■ Consegna ■
Aggiorna il passo della recensione del film che comincia con "L’argomento è ostico, in" e prosegue fino a "poco e nulla.", mettendo "scontati" al posto di "banali".

■ Testo fornito ■
:::::

L’undici settembre dieci anni dopo. I morti negli attentati, la guerra, le discriminazioni, il neo fondamentalismo islamico e una situazione sociale e geopolitica ancora da stabilizzare. Il cambiamento necessita di tempi lunghi e non è neanche sicuro che arrivi se prima non cambiano le mentalità di tutti i soggetti coinvolti nella vicenda. Sono queste le premesse da cui parte "The Reluctant Fundamentalist", film tratto dall’omonimo best seller di Mohsin Hamid pubblicato nel 2007, ed ora portato sul grande schermo da Mra Nair.

La storia è quella di un serrato faccia a faccia tra un giornalista americano e un professore pakistano in un bar di Lahore, la capitale dello stato dell’Asia meridionale. Qualche ora prima è avvenuto il sequestro di un cittadino americano e il giornalista vuole sapere se il professore è in qualche modo implicato nella vicenda. Ecco allora un lungo flashback in cui ci viene raccontata l’infanzia dell’accademico, emigrato negli Stati Uniti per studiare e poi assunto da un grande studio di analisi finanziaria di New York. Tutto sembrava andare per il meglio finché l’11 settembre non cambiò la sua percezione del mondo e dell’America...

Mira Nair si confronta per la prima volta con una storia thriller e così, forse volontariamente, forse no, vira sul melodramma più convenzionale. Il confronto fra i due personaggi principali scende velocemente di intensità, mentre lentamente vengono proposte tutte le tappe che hanno portato il professore a trovarsi lì in quel momento.
L’argomento è ostico, in qualche modo si cerca di offrire una prospettiva credibile alle ragioni che spingono alcuni intellettuali islamici ad abbracciare il terrorismo, però la Nair e il suo team di sceneggiatori sciupano il tutto con dialoghi e ricostruzioni più che mai banali. Va bene la ricerca di "una terza via", ma si può generalizzare così tanto sul mondo capitalista e su quello islamico quando si parla di un argomento così serio? La scelta del cast, con un Riz Ahmed troppo giovane per sembrare un saggio professore che ne ha viste di tutti i colori e una Kate Hudson troppo grande per fare ancora la fotografa di strada con il cappellino alla rovescia, finiscono di completare il quadro di un film che sembra ben più lungo delle sue due ore ed otto e che finisce con il lasciare poco e nulla.

La frase:
"Lei dovrebbe essere più attento a come si sceglie le amicizie".

:::::

■ Etichette dei punti degli oggetti ■
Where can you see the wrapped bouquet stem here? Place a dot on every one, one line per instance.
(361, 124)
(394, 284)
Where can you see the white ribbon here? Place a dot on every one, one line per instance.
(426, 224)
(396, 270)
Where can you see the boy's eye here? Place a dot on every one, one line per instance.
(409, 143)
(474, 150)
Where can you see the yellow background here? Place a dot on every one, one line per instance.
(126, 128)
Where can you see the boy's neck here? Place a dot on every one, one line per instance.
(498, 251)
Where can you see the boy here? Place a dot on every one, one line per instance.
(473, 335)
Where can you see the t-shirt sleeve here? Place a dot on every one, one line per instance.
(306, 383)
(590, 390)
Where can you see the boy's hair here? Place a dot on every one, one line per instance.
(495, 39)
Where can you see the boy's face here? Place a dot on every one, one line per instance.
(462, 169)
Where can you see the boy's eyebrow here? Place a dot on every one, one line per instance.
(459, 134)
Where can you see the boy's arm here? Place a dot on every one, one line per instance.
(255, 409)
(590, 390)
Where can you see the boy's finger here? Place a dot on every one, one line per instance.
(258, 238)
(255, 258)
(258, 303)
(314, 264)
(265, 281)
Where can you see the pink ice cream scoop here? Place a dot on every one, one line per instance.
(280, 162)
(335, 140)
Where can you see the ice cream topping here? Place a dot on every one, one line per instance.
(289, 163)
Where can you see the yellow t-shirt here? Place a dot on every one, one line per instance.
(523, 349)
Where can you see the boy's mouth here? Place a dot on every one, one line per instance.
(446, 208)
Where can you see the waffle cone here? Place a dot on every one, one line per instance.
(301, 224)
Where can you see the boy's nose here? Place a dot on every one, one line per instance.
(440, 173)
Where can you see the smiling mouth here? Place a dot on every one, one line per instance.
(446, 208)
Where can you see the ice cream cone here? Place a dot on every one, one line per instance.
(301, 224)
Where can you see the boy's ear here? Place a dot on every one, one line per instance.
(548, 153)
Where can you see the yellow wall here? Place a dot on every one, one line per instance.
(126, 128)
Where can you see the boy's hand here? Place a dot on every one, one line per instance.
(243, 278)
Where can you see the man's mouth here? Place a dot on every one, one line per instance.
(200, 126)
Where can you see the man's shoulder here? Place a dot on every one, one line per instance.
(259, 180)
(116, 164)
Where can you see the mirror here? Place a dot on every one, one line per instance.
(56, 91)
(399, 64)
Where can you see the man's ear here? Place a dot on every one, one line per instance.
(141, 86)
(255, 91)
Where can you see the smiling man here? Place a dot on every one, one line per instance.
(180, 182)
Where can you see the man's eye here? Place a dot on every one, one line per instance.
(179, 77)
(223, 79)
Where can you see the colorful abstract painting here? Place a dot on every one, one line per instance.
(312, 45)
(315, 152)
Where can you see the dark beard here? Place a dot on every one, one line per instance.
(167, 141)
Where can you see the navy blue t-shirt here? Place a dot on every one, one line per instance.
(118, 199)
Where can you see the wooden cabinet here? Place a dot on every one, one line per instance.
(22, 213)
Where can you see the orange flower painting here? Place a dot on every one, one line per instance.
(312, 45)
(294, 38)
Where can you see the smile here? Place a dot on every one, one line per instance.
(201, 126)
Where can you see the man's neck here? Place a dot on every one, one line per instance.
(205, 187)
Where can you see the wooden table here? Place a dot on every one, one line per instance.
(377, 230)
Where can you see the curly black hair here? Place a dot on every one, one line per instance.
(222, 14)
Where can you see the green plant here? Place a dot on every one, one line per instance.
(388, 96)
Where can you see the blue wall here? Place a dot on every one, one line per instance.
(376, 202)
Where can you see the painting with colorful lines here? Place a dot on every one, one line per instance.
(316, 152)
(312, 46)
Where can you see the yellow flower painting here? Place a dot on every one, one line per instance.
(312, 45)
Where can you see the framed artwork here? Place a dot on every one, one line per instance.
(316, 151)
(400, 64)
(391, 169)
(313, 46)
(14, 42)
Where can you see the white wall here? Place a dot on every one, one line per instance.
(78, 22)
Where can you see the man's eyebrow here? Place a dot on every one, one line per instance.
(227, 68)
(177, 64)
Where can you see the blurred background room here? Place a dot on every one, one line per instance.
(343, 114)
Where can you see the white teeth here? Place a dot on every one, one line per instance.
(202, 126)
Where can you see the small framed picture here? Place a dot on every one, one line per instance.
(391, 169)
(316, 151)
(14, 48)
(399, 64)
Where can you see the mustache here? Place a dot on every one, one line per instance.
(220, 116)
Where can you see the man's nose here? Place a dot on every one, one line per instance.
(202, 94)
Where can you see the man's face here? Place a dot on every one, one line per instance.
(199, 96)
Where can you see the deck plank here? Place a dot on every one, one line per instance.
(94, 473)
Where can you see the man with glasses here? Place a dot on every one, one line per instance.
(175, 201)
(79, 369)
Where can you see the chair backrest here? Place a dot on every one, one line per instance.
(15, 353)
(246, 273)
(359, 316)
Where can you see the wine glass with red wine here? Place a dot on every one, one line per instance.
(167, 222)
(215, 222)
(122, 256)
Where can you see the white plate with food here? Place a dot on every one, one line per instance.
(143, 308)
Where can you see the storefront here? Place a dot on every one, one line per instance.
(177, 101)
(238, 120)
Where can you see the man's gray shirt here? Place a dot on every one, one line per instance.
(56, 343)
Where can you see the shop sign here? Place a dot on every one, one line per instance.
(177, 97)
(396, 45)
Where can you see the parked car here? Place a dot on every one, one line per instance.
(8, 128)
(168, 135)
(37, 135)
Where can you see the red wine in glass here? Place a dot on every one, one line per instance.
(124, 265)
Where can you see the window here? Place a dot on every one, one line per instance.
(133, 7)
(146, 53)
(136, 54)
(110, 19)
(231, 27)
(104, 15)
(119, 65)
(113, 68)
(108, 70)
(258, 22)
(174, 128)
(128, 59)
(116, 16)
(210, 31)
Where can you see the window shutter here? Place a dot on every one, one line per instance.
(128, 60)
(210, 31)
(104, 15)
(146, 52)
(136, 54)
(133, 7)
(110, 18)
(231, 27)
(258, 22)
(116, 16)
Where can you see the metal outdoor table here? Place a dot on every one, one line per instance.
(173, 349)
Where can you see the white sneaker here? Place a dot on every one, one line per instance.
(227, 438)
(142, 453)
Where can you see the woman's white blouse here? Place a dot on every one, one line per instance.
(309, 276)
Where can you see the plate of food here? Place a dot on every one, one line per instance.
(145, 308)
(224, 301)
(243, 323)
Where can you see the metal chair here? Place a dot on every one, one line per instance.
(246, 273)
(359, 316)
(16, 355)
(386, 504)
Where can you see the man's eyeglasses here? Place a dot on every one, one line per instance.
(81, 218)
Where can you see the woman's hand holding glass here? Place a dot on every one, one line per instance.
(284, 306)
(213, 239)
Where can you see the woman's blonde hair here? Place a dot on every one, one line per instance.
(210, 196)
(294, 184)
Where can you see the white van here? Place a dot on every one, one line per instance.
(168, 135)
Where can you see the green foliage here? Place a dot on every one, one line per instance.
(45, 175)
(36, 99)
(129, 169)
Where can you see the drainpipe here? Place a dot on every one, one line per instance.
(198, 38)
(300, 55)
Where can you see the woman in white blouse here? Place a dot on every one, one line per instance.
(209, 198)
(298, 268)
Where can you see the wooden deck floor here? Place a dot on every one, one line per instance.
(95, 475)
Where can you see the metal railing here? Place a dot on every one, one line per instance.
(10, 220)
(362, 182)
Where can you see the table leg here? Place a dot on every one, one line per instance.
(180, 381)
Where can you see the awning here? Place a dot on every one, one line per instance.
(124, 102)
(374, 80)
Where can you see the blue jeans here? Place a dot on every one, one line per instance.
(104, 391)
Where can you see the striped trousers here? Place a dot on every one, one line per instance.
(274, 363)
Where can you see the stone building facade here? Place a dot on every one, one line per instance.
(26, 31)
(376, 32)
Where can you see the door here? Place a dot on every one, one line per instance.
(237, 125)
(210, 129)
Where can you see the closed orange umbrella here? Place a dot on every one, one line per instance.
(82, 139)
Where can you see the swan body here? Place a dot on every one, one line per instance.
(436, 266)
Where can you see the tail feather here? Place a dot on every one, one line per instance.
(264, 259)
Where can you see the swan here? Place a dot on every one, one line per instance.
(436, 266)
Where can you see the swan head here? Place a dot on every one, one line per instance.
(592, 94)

:::::

■ Risposta ■
L’argomento è ostico, in qualche modo si cerca di offrire una prospettiva credibile alle ragioni che spingono alcuni intellettuali islamici ad abbracciare il terrorismo, però la Nair e il suo team di sceneggiatori sciupano il tutto con dialoghi e ricostruzioni più che mai scontati. Va bene la ricerca di "una terza via", ma si può generalizzare così tanto sul mondo capitalista e su quello islamico quando si parla di un argomento così serio? La scelta del cast, con un Riz Ahmed troppo giovane per sembrare un saggio professore che ne ha viste di tutti i colori e una Kate Hudson troppo grande per fare ancora la fotografa di strada con il cappellino alla rovescia, finiscono di completare il quadro di un film che sembra ben più lungo delle sue due ore ed otto e che finisce con il lasciare poco e nulla.